> _Your objective_:
Exactly reproduce the line that contains "In this exercise you will locate the leaf in" and all lines after it in the entries below, through the very last line.

%%

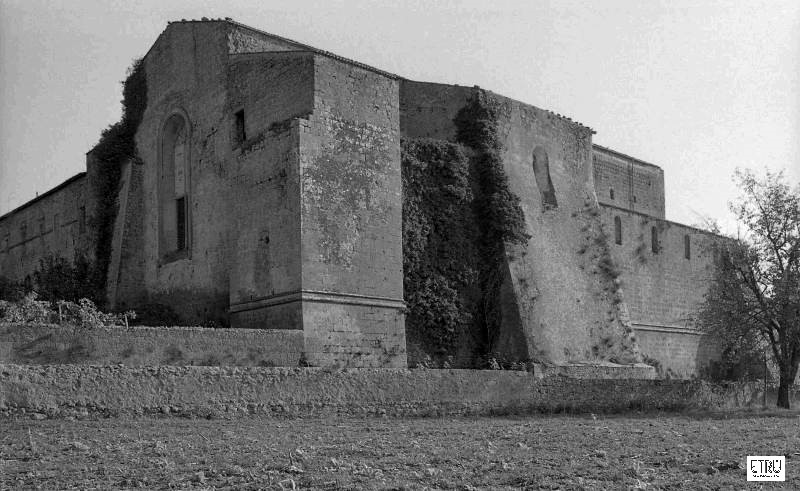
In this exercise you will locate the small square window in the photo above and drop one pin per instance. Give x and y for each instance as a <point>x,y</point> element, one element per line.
<point>241,134</point>
<point>82,219</point>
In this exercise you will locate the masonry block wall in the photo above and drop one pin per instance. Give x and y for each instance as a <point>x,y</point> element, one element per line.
<point>186,78</point>
<point>125,279</point>
<point>664,284</point>
<point>273,91</point>
<point>627,182</point>
<point>351,206</point>
<point>269,196</point>
<point>566,308</point>
<point>57,223</point>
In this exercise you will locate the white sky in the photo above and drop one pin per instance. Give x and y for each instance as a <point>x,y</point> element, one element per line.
<point>698,87</point>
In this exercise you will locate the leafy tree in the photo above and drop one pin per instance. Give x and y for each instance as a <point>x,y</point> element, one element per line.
<point>755,292</point>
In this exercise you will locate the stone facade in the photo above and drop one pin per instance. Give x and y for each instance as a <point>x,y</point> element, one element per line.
<point>268,196</point>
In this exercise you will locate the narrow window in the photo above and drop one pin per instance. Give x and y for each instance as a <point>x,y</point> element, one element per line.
<point>541,171</point>
<point>241,135</point>
<point>180,213</point>
<point>82,219</point>
<point>654,240</point>
<point>687,247</point>
<point>174,188</point>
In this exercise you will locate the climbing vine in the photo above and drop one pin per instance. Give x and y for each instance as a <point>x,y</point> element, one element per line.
<point>458,215</point>
<point>498,210</point>
<point>438,242</point>
<point>117,145</point>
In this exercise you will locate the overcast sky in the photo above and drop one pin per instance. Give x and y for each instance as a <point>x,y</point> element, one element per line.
<point>697,87</point>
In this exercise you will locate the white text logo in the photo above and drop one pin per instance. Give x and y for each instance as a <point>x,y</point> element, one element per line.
<point>766,468</point>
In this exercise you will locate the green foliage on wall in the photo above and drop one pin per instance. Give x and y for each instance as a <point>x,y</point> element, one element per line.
<point>59,279</point>
<point>117,145</point>
<point>458,216</point>
<point>439,253</point>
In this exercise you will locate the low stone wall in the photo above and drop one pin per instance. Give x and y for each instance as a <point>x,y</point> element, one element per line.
<point>142,346</point>
<point>78,390</point>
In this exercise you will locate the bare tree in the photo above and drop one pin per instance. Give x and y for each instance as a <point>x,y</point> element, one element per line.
<point>755,292</point>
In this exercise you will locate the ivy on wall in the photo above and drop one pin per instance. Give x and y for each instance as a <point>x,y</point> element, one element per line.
<point>116,146</point>
<point>439,250</point>
<point>458,215</point>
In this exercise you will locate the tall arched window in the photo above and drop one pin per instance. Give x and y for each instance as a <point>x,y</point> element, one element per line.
<point>654,240</point>
<point>541,171</point>
<point>174,186</point>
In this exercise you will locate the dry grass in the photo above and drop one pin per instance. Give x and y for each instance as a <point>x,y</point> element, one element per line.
<point>540,452</point>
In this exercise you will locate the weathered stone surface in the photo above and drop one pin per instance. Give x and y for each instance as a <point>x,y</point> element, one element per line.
<point>69,390</point>
<point>138,346</point>
<point>293,212</point>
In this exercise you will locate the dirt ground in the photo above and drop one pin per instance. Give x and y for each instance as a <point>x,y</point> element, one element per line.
<point>652,451</point>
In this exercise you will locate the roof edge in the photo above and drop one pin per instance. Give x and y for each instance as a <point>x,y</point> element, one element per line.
<point>625,156</point>
<point>47,193</point>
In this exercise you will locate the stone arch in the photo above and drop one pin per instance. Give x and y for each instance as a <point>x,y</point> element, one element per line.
<point>541,171</point>
<point>174,186</point>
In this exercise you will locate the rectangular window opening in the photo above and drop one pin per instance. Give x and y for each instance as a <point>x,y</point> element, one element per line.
<point>82,219</point>
<point>180,214</point>
<point>241,135</point>
<point>687,247</point>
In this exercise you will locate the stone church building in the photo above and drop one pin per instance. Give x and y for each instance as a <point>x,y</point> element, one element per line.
<point>267,194</point>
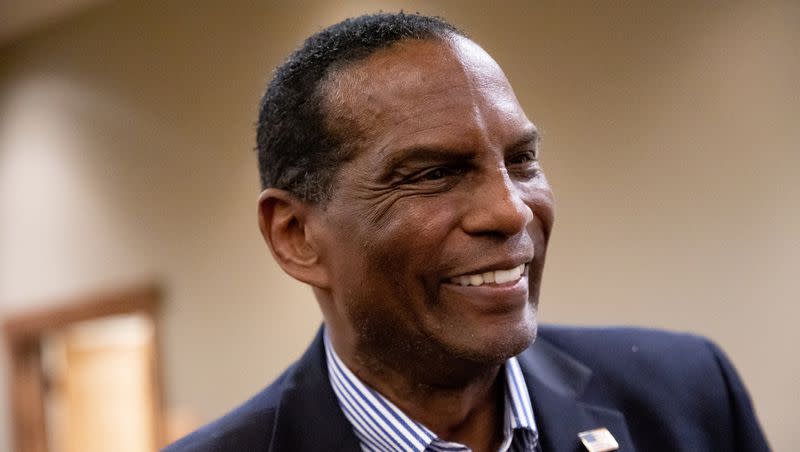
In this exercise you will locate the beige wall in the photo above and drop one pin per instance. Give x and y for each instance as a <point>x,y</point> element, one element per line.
<point>670,139</point>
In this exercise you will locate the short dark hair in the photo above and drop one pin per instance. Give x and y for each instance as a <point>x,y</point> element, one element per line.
<point>297,152</point>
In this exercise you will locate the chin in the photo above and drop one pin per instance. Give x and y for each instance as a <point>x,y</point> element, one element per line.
<point>496,344</point>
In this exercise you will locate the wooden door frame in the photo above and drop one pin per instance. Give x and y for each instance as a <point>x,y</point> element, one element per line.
<point>24,334</point>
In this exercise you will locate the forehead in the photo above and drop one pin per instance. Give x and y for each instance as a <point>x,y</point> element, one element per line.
<point>415,90</point>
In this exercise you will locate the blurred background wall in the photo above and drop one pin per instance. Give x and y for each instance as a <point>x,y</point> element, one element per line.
<point>670,137</point>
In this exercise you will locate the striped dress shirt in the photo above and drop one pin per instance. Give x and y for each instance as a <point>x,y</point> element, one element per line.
<point>381,426</point>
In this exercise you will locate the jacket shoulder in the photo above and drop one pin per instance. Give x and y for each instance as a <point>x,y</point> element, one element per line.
<point>247,427</point>
<point>670,385</point>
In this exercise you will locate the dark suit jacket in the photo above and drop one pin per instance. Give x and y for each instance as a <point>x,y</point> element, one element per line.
<point>654,391</point>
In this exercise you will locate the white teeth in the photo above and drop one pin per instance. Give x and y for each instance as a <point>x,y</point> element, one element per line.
<point>496,277</point>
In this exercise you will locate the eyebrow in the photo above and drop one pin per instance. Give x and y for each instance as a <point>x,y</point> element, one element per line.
<point>437,153</point>
<point>432,153</point>
<point>530,136</point>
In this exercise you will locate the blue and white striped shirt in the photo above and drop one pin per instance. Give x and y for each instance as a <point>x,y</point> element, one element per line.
<point>381,426</point>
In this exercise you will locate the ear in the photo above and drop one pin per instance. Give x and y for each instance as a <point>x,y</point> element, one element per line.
<point>284,223</point>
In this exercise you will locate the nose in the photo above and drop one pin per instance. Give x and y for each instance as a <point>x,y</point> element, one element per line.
<point>497,207</point>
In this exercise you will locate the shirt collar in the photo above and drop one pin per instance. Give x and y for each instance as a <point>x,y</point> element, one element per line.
<point>382,426</point>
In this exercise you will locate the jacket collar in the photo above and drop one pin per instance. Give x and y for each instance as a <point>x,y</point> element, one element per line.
<point>557,382</point>
<point>309,417</point>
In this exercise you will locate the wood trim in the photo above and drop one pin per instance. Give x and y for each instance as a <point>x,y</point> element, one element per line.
<point>27,398</point>
<point>34,324</point>
<point>24,333</point>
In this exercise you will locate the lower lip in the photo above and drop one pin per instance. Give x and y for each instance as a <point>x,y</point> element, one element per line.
<point>493,297</point>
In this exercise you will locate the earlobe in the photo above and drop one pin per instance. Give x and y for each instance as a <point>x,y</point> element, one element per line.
<point>284,223</point>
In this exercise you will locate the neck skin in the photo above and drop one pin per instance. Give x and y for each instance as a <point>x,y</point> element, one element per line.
<point>469,409</point>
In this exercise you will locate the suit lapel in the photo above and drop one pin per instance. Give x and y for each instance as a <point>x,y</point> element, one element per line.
<point>309,417</point>
<point>556,383</point>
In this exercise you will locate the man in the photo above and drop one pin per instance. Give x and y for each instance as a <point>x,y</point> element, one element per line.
<point>402,183</point>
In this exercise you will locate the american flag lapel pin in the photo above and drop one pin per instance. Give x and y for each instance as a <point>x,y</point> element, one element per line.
<point>598,440</point>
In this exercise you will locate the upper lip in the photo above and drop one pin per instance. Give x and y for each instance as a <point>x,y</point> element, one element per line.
<point>503,264</point>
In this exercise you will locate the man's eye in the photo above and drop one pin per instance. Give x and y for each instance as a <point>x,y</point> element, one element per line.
<point>523,158</point>
<point>434,174</point>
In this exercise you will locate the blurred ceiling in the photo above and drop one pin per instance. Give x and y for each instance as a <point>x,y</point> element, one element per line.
<point>20,17</point>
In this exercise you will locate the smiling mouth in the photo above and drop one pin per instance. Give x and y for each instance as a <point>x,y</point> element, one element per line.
<point>491,277</point>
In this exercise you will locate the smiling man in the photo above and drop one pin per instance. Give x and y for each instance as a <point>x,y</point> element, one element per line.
<point>402,183</point>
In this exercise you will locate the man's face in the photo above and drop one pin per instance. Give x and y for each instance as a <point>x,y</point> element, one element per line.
<point>436,231</point>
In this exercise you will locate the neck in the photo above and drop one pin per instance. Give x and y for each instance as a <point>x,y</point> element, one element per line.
<point>459,401</point>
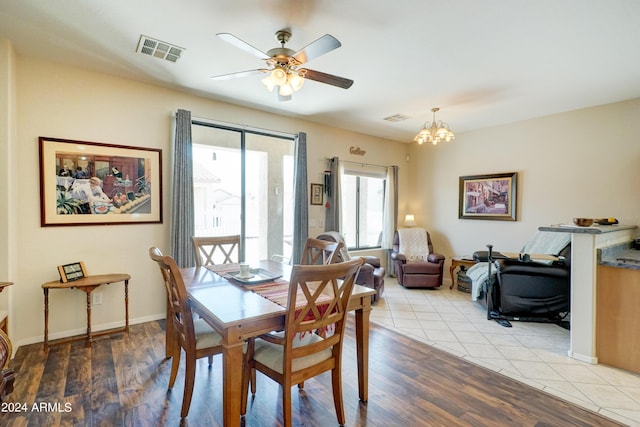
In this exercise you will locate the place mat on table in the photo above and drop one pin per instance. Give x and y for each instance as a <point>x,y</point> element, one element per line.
<point>276,291</point>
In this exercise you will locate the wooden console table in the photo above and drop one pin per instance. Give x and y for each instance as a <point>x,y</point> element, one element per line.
<point>87,285</point>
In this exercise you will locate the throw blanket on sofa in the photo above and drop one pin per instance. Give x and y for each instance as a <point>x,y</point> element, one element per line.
<point>543,242</point>
<point>413,244</point>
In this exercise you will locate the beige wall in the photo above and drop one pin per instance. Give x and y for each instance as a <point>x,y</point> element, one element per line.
<point>64,102</point>
<point>584,163</point>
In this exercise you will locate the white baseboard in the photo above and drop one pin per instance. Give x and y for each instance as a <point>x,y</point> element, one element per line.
<point>82,331</point>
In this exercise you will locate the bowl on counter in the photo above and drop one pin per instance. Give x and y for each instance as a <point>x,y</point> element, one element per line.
<point>583,222</point>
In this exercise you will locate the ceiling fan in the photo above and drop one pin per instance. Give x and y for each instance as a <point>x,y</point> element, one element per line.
<point>284,64</point>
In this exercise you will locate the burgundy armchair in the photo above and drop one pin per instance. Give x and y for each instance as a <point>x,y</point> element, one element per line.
<point>371,273</point>
<point>415,271</point>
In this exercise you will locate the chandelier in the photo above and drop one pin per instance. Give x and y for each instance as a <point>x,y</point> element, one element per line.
<point>286,76</point>
<point>434,132</point>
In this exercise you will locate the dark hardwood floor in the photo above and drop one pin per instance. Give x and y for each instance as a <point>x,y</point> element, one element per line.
<point>122,381</point>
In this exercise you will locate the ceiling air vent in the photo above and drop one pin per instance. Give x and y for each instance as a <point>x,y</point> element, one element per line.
<point>159,49</point>
<point>396,118</point>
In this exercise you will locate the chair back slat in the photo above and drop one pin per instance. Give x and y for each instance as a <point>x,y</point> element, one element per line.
<point>216,250</point>
<point>318,298</point>
<point>177,301</point>
<point>318,252</point>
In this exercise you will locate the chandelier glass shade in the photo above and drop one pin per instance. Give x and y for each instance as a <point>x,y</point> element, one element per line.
<point>434,132</point>
<point>287,78</point>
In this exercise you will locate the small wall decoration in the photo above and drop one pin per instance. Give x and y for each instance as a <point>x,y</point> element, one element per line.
<point>316,194</point>
<point>488,196</point>
<point>71,272</point>
<point>357,151</point>
<point>90,183</point>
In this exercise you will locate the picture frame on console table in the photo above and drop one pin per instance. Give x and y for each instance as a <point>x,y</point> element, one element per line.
<point>92,183</point>
<point>491,197</point>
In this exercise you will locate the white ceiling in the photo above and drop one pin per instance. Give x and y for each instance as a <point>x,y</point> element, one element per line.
<point>483,62</point>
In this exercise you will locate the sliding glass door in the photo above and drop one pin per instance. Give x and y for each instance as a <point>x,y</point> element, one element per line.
<point>243,184</point>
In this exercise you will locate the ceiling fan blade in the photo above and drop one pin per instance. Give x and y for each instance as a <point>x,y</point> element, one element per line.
<point>329,79</point>
<point>241,44</point>
<point>324,44</point>
<point>239,74</point>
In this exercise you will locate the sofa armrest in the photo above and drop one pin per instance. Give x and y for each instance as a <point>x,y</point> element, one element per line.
<point>483,256</point>
<point>396,256</point>
<point>435,257</point>
<point>373,260</point>
<point>513,266</point>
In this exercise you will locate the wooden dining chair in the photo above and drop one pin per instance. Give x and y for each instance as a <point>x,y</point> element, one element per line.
<point>216,249</point>
<point>318,252</point>
<point>7,375</point>
<point>318,298</point>
<point>195,336</point>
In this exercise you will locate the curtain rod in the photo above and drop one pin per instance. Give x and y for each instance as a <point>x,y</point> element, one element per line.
<point>243,127</point>
<point>363,163</point>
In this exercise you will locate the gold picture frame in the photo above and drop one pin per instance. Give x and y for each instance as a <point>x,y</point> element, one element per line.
<point>91,183</point>
<point>316,194</point>
<point>71,272</point>
<point>488,196</point>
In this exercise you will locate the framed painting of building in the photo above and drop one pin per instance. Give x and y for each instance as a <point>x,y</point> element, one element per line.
<point>488,196</point>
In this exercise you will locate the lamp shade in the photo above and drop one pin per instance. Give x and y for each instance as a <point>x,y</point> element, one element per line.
<point>409,220</point>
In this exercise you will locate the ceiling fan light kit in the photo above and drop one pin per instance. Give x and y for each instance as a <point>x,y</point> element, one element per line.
<point>434,132</point>
<point>283,64</point>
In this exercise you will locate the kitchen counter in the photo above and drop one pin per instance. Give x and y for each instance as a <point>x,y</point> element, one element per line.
<point>620,256</point>
<point>586,243</point>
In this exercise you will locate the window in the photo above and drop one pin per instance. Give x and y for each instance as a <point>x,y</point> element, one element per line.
<point>362,206</point>
<point>243,184</point>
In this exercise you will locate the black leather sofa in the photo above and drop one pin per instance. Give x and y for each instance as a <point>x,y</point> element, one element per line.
<point>528,290</point>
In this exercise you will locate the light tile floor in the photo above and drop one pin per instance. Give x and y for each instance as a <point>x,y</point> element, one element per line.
<point>533,353</point>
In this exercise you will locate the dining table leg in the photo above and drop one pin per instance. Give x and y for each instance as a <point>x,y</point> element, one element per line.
<point>362,347</point>
<point>231,380</point>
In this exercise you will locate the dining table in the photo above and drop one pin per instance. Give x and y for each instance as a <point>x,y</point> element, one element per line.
<point>238,313</point>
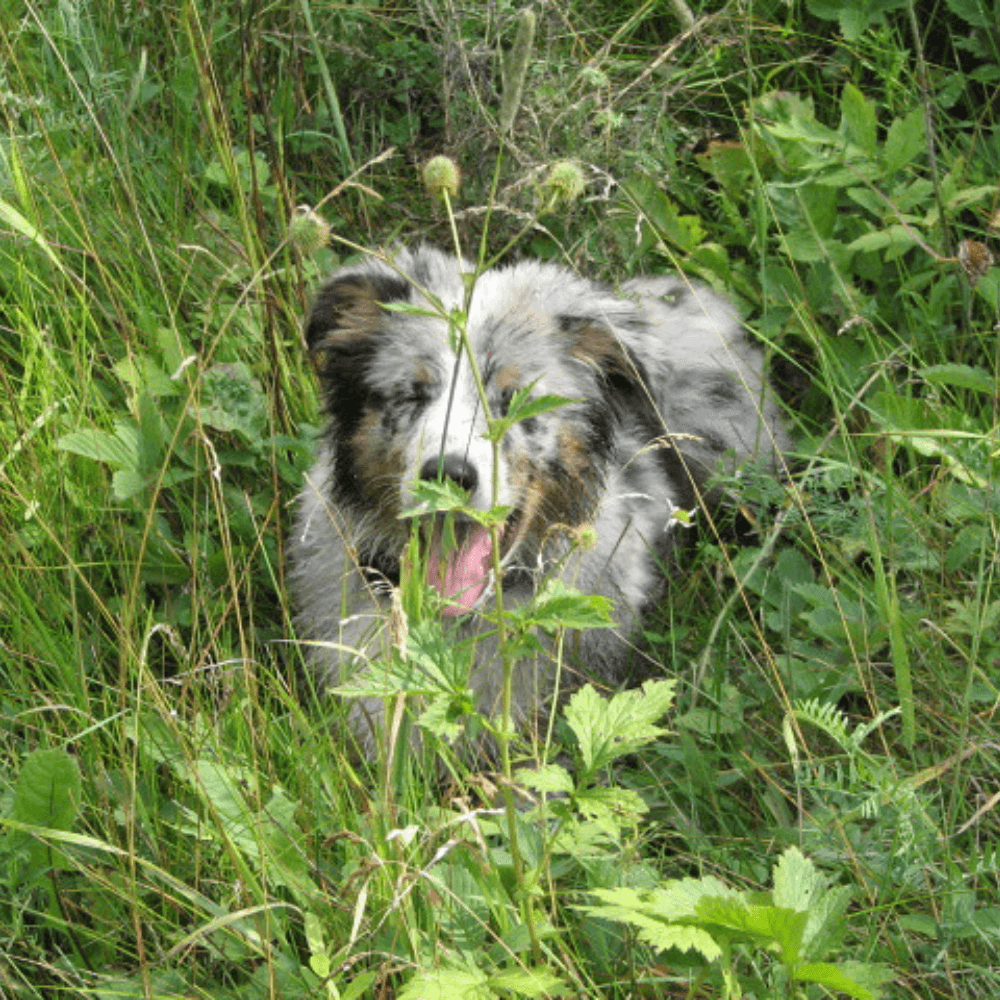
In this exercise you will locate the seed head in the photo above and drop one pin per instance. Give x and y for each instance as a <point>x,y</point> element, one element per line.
<point>308,230</point>
<point>440,175</point>
<point>975,259</point>
<point>565,182</point>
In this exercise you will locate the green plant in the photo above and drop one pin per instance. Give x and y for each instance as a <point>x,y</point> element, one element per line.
<point>800,920</point>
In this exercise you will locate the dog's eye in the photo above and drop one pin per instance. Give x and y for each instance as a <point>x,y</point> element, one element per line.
<point>418,393</point>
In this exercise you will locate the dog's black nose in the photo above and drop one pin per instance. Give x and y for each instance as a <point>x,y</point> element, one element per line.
<point>453,467</point>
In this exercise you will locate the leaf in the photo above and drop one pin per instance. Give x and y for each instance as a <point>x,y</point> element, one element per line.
<point>550,778</point>
<point>960,376</point>
<point>858,119</point>
<point>524,407</point>
<point>797,883</point>
<point>560,606</point>
<point>606,729</point>
<point>118,449</point>
<point>232,400</point>
<point>683,937</point>
<point>529,982</point>
<point>767,925</point>
<point>804,246</point>
<point>896,236</point>
<point>973,12</point>
<point>904,140</point>
<point>860,980</point>
<point>464,983</point>
<point>21,225</point>
<point>47,795</point>
<point>611,808</point>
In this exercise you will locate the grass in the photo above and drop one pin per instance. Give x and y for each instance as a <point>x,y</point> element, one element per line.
<point>175,818</point>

%%

> _Solution to the exercise_:
In this exercise you will locate the leaf in the photo above and drop one pin per instance. Give x and y for each instance as a <point>x,y</point> element, one element per line.
<point>550,778</point>
<point>960,376</point>
<point>858,119</point>
<point>524,407</point>
<point>797,883</point>
<point>560,606</point>
<point>606,729</point>
<point>118,449</point>
<point>232,400</point>
<point>683,937</point>
<point>529,982</point>
<point>767,925</point>
<point>804,246</point>
<point>896,236</point>
<point>973,12</point>
<point>904,140</point>
<point>860,980</point>
<point>464,983</point>
<point>21,225</point>
<point>47,795</point>
<point>611,808</point>
In this exercise you will locate the grass in the photo above and drop one pin per instance. Give x and y for each instance as a <point>x,y</point> element, one element per line.
<point>175,818</point>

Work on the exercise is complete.